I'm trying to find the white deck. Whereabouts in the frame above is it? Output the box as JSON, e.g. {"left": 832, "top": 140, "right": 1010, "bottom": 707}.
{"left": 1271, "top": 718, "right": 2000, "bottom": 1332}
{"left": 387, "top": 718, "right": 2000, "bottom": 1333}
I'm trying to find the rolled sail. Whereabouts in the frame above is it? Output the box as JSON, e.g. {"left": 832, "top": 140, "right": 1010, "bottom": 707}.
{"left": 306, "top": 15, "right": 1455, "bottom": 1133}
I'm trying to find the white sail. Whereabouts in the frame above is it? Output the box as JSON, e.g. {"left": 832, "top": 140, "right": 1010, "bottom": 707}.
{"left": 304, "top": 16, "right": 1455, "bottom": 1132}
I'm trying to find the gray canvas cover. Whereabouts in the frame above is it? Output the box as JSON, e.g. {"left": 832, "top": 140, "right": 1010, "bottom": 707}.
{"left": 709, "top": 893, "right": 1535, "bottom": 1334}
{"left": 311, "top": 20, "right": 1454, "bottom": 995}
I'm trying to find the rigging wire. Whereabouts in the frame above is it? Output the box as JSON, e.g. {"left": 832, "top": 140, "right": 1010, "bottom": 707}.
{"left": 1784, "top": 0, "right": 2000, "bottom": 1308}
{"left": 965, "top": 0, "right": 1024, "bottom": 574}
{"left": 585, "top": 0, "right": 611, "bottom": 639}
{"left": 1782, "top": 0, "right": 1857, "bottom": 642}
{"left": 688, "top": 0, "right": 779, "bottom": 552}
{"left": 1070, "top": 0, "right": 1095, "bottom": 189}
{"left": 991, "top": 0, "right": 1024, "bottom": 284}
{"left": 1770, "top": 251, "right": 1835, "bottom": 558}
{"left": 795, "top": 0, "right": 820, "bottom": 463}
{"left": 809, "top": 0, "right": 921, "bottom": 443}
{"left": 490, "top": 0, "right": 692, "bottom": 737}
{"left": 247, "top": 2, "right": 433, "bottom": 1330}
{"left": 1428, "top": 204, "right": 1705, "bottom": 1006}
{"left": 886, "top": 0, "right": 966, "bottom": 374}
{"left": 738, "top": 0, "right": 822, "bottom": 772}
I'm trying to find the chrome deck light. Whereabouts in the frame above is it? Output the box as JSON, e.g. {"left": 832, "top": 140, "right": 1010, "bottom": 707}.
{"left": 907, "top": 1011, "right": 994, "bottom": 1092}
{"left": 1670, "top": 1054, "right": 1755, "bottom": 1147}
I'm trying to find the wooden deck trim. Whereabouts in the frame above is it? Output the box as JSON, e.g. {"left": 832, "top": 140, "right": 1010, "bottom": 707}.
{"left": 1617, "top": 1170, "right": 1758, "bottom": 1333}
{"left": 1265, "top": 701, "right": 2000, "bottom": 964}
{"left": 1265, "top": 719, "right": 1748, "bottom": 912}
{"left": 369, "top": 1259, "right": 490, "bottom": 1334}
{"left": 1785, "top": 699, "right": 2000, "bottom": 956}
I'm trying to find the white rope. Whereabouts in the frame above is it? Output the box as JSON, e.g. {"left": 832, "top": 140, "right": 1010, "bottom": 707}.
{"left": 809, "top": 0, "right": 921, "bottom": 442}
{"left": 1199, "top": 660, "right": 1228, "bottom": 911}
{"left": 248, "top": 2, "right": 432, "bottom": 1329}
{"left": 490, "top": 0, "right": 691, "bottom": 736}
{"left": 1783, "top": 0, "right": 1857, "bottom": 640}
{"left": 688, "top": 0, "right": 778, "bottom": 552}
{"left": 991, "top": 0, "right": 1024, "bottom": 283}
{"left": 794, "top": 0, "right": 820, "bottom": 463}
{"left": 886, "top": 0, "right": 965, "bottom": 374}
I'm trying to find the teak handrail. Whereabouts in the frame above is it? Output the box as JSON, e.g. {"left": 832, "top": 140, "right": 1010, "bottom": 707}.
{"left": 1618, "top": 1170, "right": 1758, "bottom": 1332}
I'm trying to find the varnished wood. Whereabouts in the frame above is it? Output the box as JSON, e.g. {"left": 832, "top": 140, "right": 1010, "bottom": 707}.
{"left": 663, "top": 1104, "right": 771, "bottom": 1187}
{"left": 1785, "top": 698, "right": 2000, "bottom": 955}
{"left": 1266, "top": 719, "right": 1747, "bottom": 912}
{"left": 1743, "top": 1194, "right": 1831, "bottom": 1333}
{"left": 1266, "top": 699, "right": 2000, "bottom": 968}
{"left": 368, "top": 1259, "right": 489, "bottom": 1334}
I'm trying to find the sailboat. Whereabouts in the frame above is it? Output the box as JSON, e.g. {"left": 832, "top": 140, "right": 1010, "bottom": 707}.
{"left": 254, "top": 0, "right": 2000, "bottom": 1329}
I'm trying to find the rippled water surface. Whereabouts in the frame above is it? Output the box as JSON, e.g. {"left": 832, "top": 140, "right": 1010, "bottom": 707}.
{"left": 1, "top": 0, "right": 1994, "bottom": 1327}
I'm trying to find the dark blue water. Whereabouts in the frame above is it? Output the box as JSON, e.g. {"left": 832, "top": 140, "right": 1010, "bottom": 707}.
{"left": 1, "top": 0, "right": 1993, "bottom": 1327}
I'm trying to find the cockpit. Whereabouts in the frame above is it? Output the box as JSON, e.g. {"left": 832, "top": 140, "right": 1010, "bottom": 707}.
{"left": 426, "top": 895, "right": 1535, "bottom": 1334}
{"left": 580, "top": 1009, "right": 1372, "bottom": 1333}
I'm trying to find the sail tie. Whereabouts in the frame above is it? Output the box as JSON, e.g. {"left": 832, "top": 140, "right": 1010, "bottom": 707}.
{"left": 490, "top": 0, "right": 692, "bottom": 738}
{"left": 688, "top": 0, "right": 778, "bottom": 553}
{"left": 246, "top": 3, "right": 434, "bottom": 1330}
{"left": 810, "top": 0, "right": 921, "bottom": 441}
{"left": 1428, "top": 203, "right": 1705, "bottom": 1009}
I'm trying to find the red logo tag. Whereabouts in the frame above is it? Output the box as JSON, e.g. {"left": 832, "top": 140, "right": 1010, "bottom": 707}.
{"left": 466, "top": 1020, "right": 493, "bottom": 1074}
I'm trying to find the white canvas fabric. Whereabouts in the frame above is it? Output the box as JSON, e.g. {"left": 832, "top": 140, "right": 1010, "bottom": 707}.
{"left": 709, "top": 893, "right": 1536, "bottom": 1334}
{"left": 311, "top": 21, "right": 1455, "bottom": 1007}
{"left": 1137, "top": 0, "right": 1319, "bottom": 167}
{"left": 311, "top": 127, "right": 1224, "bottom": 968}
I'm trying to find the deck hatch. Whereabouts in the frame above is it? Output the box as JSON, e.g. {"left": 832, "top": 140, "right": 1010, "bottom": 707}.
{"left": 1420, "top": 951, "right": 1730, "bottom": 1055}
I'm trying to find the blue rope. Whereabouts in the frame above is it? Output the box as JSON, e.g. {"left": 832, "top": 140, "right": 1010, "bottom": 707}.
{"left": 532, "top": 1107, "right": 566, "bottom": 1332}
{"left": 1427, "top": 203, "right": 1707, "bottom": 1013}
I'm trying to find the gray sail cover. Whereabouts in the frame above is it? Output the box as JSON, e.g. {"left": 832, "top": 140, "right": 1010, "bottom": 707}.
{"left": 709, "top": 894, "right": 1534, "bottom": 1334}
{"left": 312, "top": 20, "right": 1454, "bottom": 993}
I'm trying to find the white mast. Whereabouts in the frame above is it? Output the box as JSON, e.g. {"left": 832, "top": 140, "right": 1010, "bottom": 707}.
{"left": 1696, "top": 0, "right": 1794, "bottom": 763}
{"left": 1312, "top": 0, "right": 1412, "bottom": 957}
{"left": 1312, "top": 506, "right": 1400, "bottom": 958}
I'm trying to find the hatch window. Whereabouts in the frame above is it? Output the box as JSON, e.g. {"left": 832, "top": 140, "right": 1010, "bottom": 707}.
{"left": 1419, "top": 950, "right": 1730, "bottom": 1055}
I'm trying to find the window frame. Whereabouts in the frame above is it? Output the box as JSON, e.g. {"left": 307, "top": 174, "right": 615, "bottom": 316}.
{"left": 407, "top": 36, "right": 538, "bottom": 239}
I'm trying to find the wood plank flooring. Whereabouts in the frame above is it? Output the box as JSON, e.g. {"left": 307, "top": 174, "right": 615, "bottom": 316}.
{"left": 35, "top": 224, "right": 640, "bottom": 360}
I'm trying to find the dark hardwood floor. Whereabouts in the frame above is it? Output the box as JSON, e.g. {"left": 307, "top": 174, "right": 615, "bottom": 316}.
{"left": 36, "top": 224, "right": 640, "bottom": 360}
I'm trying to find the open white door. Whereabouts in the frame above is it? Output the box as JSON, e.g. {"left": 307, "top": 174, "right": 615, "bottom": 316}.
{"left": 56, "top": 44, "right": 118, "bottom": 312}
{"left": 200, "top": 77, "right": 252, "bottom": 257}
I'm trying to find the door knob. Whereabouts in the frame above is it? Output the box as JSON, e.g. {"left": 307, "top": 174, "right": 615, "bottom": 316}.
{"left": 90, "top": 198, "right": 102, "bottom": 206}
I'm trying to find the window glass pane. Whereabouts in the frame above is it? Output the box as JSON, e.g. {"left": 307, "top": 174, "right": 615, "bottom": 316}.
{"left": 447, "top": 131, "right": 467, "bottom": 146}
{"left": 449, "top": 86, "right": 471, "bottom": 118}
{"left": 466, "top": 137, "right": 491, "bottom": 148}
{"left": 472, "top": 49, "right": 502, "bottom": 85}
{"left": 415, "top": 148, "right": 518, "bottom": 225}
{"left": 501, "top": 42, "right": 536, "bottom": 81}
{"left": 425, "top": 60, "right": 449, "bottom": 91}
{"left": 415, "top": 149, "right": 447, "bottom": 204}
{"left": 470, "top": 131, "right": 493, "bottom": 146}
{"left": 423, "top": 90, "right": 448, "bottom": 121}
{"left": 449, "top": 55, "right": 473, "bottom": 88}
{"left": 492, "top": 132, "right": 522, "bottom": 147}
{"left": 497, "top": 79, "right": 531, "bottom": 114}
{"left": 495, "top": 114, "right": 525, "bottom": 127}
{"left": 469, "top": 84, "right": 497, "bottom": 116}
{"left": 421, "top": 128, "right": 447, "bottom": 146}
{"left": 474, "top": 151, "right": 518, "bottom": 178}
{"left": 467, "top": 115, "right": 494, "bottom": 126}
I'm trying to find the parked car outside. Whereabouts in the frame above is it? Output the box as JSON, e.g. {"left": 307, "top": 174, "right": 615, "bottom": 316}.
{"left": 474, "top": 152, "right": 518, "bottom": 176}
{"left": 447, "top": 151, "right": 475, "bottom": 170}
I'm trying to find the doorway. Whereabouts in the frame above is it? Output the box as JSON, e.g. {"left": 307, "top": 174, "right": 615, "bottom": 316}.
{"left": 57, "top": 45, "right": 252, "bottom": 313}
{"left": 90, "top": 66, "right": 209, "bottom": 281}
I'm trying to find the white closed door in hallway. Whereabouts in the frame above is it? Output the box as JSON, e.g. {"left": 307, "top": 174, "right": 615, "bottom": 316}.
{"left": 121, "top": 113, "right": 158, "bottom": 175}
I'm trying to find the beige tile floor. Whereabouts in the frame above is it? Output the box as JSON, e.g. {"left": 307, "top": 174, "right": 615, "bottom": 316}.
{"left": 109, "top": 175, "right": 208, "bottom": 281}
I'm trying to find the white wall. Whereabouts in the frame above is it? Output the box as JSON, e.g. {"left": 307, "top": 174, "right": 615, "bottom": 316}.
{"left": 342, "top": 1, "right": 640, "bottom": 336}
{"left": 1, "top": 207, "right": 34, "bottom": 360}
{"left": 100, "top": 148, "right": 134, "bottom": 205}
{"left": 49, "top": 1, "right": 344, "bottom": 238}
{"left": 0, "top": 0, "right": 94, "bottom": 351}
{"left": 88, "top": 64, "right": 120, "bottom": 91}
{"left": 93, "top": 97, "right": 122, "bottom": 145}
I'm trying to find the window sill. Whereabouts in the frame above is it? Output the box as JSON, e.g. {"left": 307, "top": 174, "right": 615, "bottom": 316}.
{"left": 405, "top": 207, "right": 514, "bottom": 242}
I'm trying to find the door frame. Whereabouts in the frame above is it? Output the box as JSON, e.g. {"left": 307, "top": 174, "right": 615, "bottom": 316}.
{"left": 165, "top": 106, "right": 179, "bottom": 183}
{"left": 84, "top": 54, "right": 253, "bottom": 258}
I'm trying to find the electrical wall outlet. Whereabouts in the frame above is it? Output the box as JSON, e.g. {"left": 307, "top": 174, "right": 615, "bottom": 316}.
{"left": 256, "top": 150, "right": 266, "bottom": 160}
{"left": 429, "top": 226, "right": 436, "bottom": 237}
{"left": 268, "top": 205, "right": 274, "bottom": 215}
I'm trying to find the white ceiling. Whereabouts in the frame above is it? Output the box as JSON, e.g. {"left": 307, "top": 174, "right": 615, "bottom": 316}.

——

[YOUR TASK]:
Each line from the one that contains "I'm trying to find the window sill." through the end of the records must be repeated exactly. No other line belongs in the answer.

[EXPECTED OUTPUT]:
I'm trying to find the window sill. Whereabouts in the frame above is it? Output the box as JSON, e.g. {"left": 307, "top": 174, "right": 615, "bottom": 316}.
{"left": 405, "top": 207, "right": 514, "bottom": 242}
I'm trying to find the door frame. Whereabouts in the frame above is it? Output the box as JSON, e.g. {"left": 307, "top": 174, "right": 615, "bottom": 316}.
{"left": 165, "top": 106, "right": 179, "bottom": 183}
{"left": 84, "top": 54, "right": 253, "bottom": 258}
I'm trying to find the electrical wall outlet. Whereabouts in the frame above is it? Output the box as JSON, e.g. {"left": 307, "top": 174, "right": 615, "bottom": 316}.
{"left": 256, "top": 150, "right": 266, "bottom": 160}
{"left": 429, "top": 226, "right": 436, "bottom": 237}
{"left": 268, "top": 205, "right": 274, "bottom": 215}
I'm trying to find the white ceiling. Whereabouts in the frame above is it? Output the box as JSON, e.g. {"left": 307, "top": 174, "right": 615, "bottom": 316}.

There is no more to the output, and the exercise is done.